◆ **INSTRUCTIONS TO FOLLOW**
Your answer should consist of the listing, repeated exactly.

◆ **ENTRIES PROVIDED**
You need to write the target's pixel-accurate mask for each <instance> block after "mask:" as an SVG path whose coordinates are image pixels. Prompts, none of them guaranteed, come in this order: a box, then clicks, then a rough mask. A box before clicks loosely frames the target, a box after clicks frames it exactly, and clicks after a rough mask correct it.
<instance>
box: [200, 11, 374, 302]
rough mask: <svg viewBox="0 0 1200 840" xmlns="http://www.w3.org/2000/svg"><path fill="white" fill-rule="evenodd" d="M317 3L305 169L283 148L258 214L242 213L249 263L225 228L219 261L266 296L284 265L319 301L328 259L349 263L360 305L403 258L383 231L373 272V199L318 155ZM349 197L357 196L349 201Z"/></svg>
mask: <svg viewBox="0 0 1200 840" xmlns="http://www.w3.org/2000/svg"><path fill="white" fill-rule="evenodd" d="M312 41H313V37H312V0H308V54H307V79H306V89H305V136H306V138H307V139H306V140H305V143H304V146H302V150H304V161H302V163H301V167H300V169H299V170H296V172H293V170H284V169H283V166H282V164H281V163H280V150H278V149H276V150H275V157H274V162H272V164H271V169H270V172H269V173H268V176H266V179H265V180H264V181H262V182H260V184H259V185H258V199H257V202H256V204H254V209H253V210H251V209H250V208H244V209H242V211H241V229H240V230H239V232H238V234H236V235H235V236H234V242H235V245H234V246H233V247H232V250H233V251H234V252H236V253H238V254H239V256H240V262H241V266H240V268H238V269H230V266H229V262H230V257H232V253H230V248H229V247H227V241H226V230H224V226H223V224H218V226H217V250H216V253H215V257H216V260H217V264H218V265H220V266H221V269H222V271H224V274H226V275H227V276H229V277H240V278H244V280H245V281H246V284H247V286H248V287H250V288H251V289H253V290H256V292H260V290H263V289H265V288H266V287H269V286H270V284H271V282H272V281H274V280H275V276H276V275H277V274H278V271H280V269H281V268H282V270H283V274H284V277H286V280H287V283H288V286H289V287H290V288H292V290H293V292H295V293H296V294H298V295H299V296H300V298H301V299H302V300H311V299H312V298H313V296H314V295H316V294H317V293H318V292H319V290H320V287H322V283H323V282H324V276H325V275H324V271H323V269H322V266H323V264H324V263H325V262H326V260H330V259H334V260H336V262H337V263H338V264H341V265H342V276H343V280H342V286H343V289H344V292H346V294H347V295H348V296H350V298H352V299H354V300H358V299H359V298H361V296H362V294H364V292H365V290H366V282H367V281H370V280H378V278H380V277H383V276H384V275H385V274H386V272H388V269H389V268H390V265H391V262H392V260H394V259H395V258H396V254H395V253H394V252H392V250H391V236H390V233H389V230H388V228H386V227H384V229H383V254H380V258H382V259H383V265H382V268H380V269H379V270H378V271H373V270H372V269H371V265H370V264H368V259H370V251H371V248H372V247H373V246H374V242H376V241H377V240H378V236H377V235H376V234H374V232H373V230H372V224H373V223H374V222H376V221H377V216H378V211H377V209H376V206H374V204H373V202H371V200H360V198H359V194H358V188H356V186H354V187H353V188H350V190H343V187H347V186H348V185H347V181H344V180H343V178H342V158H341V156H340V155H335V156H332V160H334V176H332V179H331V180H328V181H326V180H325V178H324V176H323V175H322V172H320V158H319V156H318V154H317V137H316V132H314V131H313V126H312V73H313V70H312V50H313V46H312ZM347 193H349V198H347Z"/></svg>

◆ **RESPONSE FOR THIS EXERCISE**
You need to write the target's pixel-accurate mask for each <instance> block after "mask:" as an SVG path whose coordinates are image pixels. Prompts, none of them guaranteed, come in this order: a box, then clicks, then a rough mask. A box before clicks loosely frames the target, a box after clicks frames it exactly, and clicks after a rough mask correct it.
<instance>
box: [200, 11, 374, 302]
rough mask: <svg viewBox="0 0 1200 840" xmlns="http://www.w3.org/2000/svg"><path fill="white" fill-rule="evenodd" d="M317 3L305 169L283 148L258 214L242 213L249 263L225 228L219 261L266 296L284 265L319 301L328 259L349 263L360 305L403 258L383 231L373 272V199L318 155ZM349 197L357 196L349 201Z"/></svg>
mask: <svg viewBox="0 0 1200 840" xmlns="http://www.w3.org/2000/svg"><path fill="white" fill-rule="evenodd" d="M312 41H313V37H312V0H308V54H307V79H306V89H305V136H306V138H307V139H306V140H305V143H304V146H302V150H304V161H302V163H301V167H300V169H299V170H296V172H293V170H284V169H283V166H282V164H281V163H280V150H278V149H276V150H275V157H274V162H272V164H271V169H270V172H269V173H268V176H266V179H265V180H264V181H262V182H260V184H259V185H258V199H257V202H256V204H254V209H253V210H251V209H250V208H244V209H242V211H241V229H240V230H239V232H238V234H236V235H235V236H234V242H235V245H234V246H233V247H232V250H233V251H234V252H236V253H238V254H239V256H240V262H241V266H240V268H238V269H230V266H229V262H230V257H232V253H230V248H229V247H227V241H226V230H224V226H223V224H218V226H217V250H216V253H215V257H216V260H217V264H218V265H220V266H221V269H222V271H224V274H226V275H227V276H229V277H240V278H244V280H245V281H246V284H247V286H248V287H250V288H251V289H253V290H256V292H260V290H263V289H265V288H266V287H269V286H270V284H271V282H272V281H274V280H275V276H276V275H277V274H278V271H280V269H281V268H282V270H283V274H284V277H286V280H287V283H288V286H289V287H290V288H292V290H293V292H295V293H296V294H298V295H299V296H300V298H301V299H302V300H311V299H312V298H313V296H314V295H316V294H317V293H318V292H319V290H320V287H322V283H323V282H324V276H325V275H324V271H323V269H322V266H323V264H324V263H325V262H326V260H330V259H334V260H336V262H337V263H338V264H341V265H342V276H343V280H342V286H343V289H344V292H346V294H347V295H348V296H350V298H352V299H354V300H358V299H359V298H361V296H362V294H364V292H365V290H366V282H367V281H370V280H378V278H380V277H383V276H384V275H385V274H386V272H388V269H389V268H390V265H391V262H392V260H394V259H395V258H396V254H395V253H394V252H392V250H391V236H390V233H389V230H388V228H386V227H384V229H383V254H380V258H382V259H383V265H382V268H380V269H379V270H378V271H373V270H372V269H371V265H370V264H368V259H370V251H371V248H372V247H373V246H374V242H376V241H377V240H378V236H377V235H376V234H374V232H373V230H372V224H373V223H374V222H376V221H377V216H378V211H377V209H376V206H374V204H373V202H371V200H360V198H359V194H358V188H356V186H354V187H353V188H350V190H343V187H347V186H348V185H347V181H344V180H343V178H342V158H341V156H340V155H335V156H332V160H334V176H332V179H331V180H328V181H326V180H325V178H324V176H323V175H322V172H320V158H319V156H318V154H317V137H316V132H314V131H313V126H312V73H313V70H312V50H313V46H312ZM347 193H349V198H347Z"/></svg>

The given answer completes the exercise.